EXERCISE PROMPT:
Starting with the line that contains "Would you be able to indicate the nest" and ending with the final line of the data below, print those lines exactly and nothing else.
DATA SUPPLIED Start Marker
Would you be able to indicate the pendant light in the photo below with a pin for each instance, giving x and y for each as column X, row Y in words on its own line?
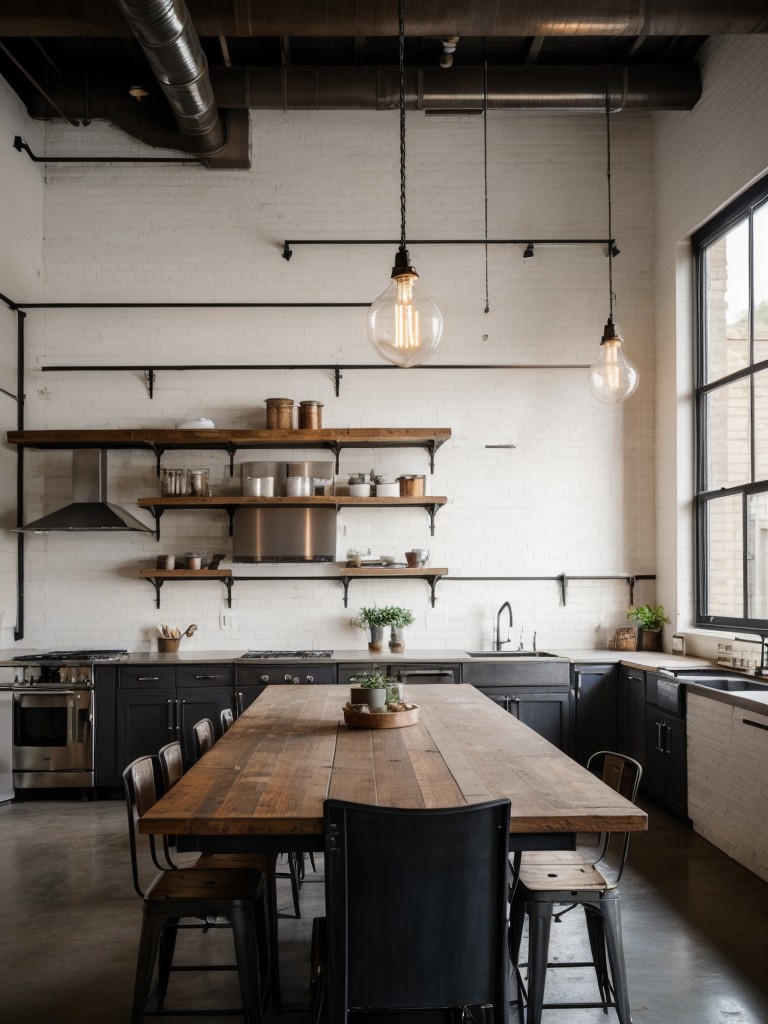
column 403, row 324
column 612, row 378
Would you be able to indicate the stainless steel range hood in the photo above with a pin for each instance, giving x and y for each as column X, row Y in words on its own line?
column 89, row 509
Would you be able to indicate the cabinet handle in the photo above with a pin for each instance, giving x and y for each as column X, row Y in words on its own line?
column 755, row 725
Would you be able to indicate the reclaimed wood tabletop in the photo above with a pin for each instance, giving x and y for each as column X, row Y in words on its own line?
column 268, row 774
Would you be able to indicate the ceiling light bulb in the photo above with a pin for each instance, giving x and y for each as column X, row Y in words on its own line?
column 403, row 324
column 612, row 378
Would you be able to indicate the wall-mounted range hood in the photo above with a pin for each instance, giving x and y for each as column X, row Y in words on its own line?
column 89, row 509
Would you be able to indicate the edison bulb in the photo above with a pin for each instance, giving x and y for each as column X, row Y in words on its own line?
column 403, row 324
column 612, row 378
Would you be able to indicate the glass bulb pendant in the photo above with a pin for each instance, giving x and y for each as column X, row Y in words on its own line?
column 612, row 378
column 403, row 324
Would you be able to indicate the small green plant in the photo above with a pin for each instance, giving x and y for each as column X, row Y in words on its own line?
column 649, row 616
column 372, row 680
column 397, row 617
column 368, row 617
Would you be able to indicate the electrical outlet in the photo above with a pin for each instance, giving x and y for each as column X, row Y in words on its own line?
column 226, row 620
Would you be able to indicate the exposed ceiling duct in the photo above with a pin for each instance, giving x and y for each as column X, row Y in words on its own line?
column 173, row 49
column 89, row 509
column 423, row 17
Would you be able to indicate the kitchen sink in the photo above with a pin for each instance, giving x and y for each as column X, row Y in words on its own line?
column 510, row 653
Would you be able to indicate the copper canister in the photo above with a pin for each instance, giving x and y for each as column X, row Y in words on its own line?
column 412, row 486
column 280, row 414
column 310, row 415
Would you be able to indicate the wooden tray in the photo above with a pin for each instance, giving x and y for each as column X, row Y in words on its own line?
column 381, row 720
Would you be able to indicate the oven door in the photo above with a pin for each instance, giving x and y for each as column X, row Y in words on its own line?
column 53, row 737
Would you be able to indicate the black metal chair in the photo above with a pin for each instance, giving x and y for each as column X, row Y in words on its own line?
column 416, row 905
column 172, row 768
column 203, row 737
column 573, row 879
column 211, row 898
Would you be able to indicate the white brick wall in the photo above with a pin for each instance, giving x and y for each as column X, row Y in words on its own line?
column 577, row 493
column 728, row 779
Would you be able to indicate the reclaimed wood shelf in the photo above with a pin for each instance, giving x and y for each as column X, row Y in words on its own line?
column 159, row 441
column 158, row 577
column 430, row 576
column 230, row 504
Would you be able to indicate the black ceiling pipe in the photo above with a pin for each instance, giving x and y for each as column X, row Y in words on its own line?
column 674, row 88
column 424, row 17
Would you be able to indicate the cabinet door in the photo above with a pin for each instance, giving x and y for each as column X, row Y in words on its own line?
column 547, row 714
column 146, row 721
column 594, row 710
column 631, row 714
column 196, row 702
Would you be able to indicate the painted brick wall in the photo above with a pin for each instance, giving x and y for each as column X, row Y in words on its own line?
column 574, row 495
column 701, row 161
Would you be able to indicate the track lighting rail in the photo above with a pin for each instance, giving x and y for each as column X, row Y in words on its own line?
column 527, row 242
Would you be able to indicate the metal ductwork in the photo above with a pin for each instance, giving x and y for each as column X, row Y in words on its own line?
column 460, row 89
column 172, row 47
column 89, row 509
column 423, row 17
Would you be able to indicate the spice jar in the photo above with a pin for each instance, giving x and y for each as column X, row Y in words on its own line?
column 412, row 486
column 310, row 415
column 280, row 414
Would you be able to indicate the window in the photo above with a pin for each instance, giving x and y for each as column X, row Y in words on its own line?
column 731, row 402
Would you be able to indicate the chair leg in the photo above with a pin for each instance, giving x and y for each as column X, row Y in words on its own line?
column 152, row 928
column 540, row 923
column 611, row 914
column 247, row 953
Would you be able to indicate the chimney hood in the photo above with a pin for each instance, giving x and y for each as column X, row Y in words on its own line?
column 89, row 509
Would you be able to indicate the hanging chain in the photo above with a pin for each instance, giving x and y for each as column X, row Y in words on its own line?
column 402, row 120
column 610, row 214
column 485, row 169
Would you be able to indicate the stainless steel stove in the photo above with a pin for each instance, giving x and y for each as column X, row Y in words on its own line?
column 264, row 655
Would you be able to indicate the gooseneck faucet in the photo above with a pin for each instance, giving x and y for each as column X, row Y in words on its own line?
column 498, row 642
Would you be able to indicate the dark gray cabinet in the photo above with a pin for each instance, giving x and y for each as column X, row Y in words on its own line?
column 666, row 767
column 594, row 689
column 631, row 714
column 159, row 704
column 536, row 692
column 251, row 679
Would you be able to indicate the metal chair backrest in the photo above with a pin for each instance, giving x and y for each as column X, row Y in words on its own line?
column 415, row 905
column 623, row 774
column 171, row 764
column 141, row 780
column 203, row 736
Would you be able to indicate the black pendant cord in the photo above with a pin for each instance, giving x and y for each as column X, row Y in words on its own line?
column 485, row 169
column 402, row 121
column 610, row 209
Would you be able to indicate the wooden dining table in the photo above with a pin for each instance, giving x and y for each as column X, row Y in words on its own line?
column 261, row 785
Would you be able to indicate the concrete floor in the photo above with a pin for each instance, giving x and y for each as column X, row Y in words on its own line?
column 695, row 928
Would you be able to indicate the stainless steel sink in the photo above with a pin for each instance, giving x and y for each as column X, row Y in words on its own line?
column 510, row 653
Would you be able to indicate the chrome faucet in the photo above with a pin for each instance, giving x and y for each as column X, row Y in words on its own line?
column 498, row 642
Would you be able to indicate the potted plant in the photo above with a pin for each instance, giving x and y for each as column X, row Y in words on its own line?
column 650, row 619
column 397, row 619
column 374, row 620
column 372, row 688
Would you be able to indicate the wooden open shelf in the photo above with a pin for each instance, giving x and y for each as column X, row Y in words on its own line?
column 230, row 503
column 230, row 441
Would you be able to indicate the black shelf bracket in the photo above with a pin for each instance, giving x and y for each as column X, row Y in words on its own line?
column 429, row 579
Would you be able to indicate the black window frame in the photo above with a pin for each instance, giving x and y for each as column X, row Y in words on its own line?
column 742, row 208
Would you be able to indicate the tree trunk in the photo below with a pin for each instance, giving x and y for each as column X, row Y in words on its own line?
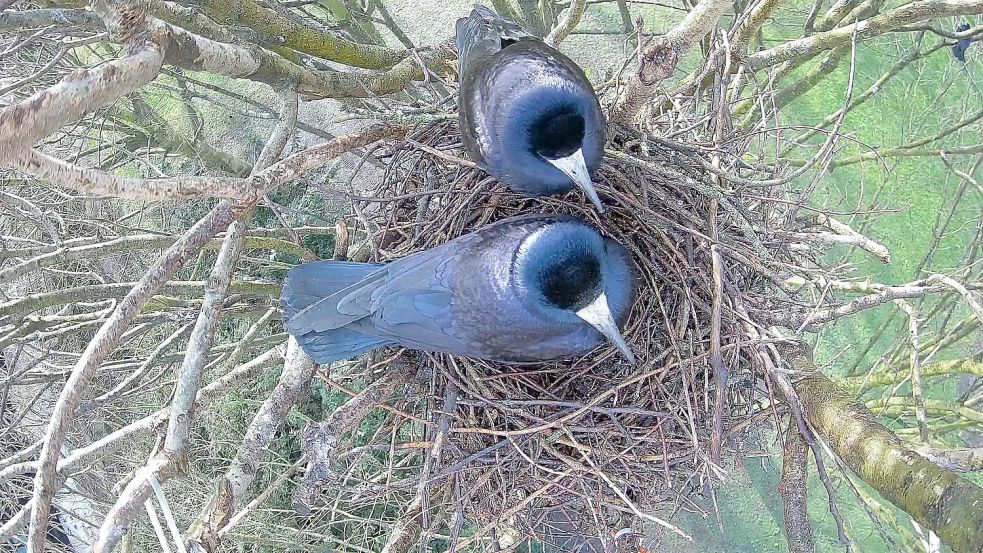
column 936, row 498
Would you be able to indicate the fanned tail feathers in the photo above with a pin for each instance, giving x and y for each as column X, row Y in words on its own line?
column 310, row 291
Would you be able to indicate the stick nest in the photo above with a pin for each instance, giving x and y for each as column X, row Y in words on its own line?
column 575, row 451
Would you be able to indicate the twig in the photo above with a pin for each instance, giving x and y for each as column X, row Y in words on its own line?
column 917, row 392
column 571, row 17
column 168, row 516
column 321, row 439
column 101, row 345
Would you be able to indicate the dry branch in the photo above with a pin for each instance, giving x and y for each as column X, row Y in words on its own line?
column 571, row 17
column 912, row 12
column 659, row 58
column 937, row 498
column 101, row 346
column 794, row 488
column 321, row 439
column 231, row 489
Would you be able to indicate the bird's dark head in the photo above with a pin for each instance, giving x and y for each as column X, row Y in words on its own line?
column 557, row 133
column 569, row 269
column 554, row 140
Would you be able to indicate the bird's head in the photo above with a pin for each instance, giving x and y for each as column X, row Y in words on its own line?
column 555, row 140
column 557, row 137
column 569, row 270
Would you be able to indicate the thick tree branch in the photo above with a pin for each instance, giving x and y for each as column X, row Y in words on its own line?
column 794, row 488
column 936, row 498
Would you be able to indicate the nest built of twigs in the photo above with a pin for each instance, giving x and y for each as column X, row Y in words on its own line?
column 592, row 446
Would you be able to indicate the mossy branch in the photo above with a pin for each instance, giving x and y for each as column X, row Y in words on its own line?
column 936, row 498
column 277, row 30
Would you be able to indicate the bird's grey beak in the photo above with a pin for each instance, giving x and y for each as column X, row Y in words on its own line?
column 598, row 315
column 575, row 167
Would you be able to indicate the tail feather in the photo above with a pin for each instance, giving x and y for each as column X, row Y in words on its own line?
column 483, row 33
column 340, row 343
column 310, row 283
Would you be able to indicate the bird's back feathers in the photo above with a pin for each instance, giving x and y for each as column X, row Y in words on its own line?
column 482, row 34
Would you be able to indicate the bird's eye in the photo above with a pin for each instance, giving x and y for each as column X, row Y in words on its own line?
column 558, row 133
column 571, row 283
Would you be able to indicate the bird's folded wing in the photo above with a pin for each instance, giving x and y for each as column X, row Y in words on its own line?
column 320, row 311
DATA SUPPLIED End Marker
RESULT OF THIS TASK:
Would you be able to indicate the nest built of twigs in the photo above with a pin for each instance, giving x and y for each as column X, row Y in words on its own line?
column 592, row 446
Would you be able to indicate the mossy branch in the photo above with a pin for each instance, giving x and y for each as column X, row Y in words on its own line?
column 936, row 498
column 277, row 30
Would you be able to indicate the bird's grey beak in the photo above with a pin for each instance, giving x and y for each as column X, row Y in words on its own line?
column 598, row 315
column 575, row 167
Would you be able to indicate the tail feather in the photo above with a pin for each instance, giving x and y for each as column X, row Y in words on its own line?
column 483, row 33
column 340, row 343
column 310, row 283
Would you be able to indicate the bird's back feathers in the photo above with a pin for each instance, giving x and y for each as column X, row Y in words on its own line?
column 482, row 34
Would you be able to indicate the bird's eye in the photo above with a pin for each instance, giving x and y for each as column X, row Y in words on its own line?
column 558, row 133
column 571, row 283
Would you be able to indicate the bird's folded wing in the photo above with a pin for each instance, giving x and y for each as column X, row Y in words on its own line?
column 320, row 311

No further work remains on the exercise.